What to produce: Carry on the review of O'Mahony's book below, picking up after its last sentence; the data that follows is not part of the review.

Selected text START

Unlike the obvious ideological and irritatingly rhetorical slant of Illich’s work, O’Mahony has produced a much more grounded and readable work. It’s also very amusing in parts and identifies real problems. Each chapter stands on its own, and the book can be taken up at will, without losing the thread.

He identifies the tendency of modern medicine to create new diseases with little evidence to support their invention. The well-recognised coeliac disease has been shown to be caused by a bowel reaction to gluten in genetically predisposed individuals. It is associated with characteristic features on biopsy and on blood testing. Despite this, there are some doctors who believe that even with negative test results, a condition called non-coeliac gluten sensitivity exists and requires treatment. The obvious opportunity for commercial interests to step in and market ‘free-from’ foods is obvious. Now I understand why there are so many gluten-free products lining our supermarket shelves in recent years. They are feeding a market in “non-real” conditions, according to O’Mahony. “Free-from” products result in a new breed of lifestyle shoppers, eg lactose-free, sugar free, dairy-free, nut-free and so on, with no evidence of sensitivity in most of these consumers.

His insight into what he calls the game of “My Disease is Worse than your Disease” is provocative. Referring to the awareness campaigns, he is calling for an end to these with a plaintive cri de coeur. He contends that by emphasising the poor awareness of a particular condition, the publicity this generates will result in more cash for research, budding careers will flower, government may be tempted to fund this campaign rather than another and the patient may benefit. While they start out with good intentions, they become hijacked by industry and by single-issue extremists in O’Mahony’s view.

He has a particular ire for the focus on the well rather than the ill. He discusses the endless screening programmes that now exist and contrasts this with the reality that when somebody is really ill and in need of hospitalisation, this will be unobtainable without first undergoing lengthy periods on a trolley in the corridor of the emergency department.

Selected text END
Listed entries START

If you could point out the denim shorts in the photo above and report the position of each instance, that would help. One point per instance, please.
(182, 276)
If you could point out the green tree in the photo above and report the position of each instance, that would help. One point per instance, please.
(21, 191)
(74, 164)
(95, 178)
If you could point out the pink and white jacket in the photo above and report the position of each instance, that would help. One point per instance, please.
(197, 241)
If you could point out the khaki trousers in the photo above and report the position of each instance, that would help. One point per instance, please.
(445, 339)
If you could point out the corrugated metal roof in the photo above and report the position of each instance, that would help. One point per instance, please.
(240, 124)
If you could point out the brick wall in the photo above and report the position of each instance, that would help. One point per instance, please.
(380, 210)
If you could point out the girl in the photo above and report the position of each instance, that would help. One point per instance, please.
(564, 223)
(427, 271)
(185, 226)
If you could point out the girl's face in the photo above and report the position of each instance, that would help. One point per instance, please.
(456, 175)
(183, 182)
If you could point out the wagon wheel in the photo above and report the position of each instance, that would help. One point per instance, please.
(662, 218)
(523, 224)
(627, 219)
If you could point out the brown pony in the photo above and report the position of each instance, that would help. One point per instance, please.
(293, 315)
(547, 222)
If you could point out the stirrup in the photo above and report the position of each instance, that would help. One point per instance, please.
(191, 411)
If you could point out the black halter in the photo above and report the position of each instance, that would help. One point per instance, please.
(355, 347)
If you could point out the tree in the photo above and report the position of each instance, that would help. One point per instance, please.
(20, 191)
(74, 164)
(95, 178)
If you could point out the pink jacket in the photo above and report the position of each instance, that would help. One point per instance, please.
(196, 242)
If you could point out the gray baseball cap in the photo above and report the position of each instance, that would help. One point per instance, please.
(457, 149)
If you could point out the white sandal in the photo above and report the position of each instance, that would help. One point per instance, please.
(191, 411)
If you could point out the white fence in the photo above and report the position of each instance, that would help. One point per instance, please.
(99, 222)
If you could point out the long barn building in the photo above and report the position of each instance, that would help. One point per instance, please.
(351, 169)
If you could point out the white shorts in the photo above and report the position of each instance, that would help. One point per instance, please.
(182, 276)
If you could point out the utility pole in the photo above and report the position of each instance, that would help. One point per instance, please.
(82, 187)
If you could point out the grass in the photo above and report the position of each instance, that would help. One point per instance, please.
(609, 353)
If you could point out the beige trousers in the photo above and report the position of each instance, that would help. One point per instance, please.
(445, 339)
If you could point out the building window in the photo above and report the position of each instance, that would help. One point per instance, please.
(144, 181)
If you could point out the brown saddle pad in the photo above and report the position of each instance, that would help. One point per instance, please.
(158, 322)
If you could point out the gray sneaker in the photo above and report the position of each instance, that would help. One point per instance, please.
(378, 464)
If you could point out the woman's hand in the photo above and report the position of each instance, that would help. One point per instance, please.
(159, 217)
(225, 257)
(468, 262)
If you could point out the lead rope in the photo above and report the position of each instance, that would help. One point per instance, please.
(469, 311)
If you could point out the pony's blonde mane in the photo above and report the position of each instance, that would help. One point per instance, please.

Listed entries END

Answer space:
But there is also a lot to be thankful for and O’Mahony is not understating his tribute to the 50 golden years from around 1930 to the 1980s. This era for him was marked by the development of a drug to treat peptic ulcers, known to many as Tagamet, and the subsequent contribution of Dublin-based gastroenterologist Colm O’Moráin showing that a bacterium caused the ulcers and their eradication was necessary for cure. While he doesn’t discuss this in his book, the treatment of mental illness also flourished during those years with the discovery of antipsychotic agents, antidepressants, cognitive therapy and lithium. All of these facilitated the closure of psychiatric institutions. However, strides in medicine have been slow since then as he points out.

There is particular concern directed at the use of business models to manage the delivery of health care. Most people, even within the medical profession, have little understanding of health metrics such as mortality rates, and how this data can be used and abused to implement policy. O’Mahony has a particularly jaundiced view of this approach and he provides a comprehensive summary of several UK investigations into data on elevated mortality in a number of hospitals there. The manner in which the data was presented led to inaccurate reporting and media panic; this is referred to as the McNamara fallacy. As O’Mahony wisely says, “numbers should be our tools, not our tyrant”.

Empathy is a buzz word now in medicine and O’Mahony also casts a wry eye over the industry that has developed around this. Just like medical students bought ‘Medical Nemesis’ in droves in the 1970s, they should do the same with this book. They will gain new knowledge and insights, as well as being amused.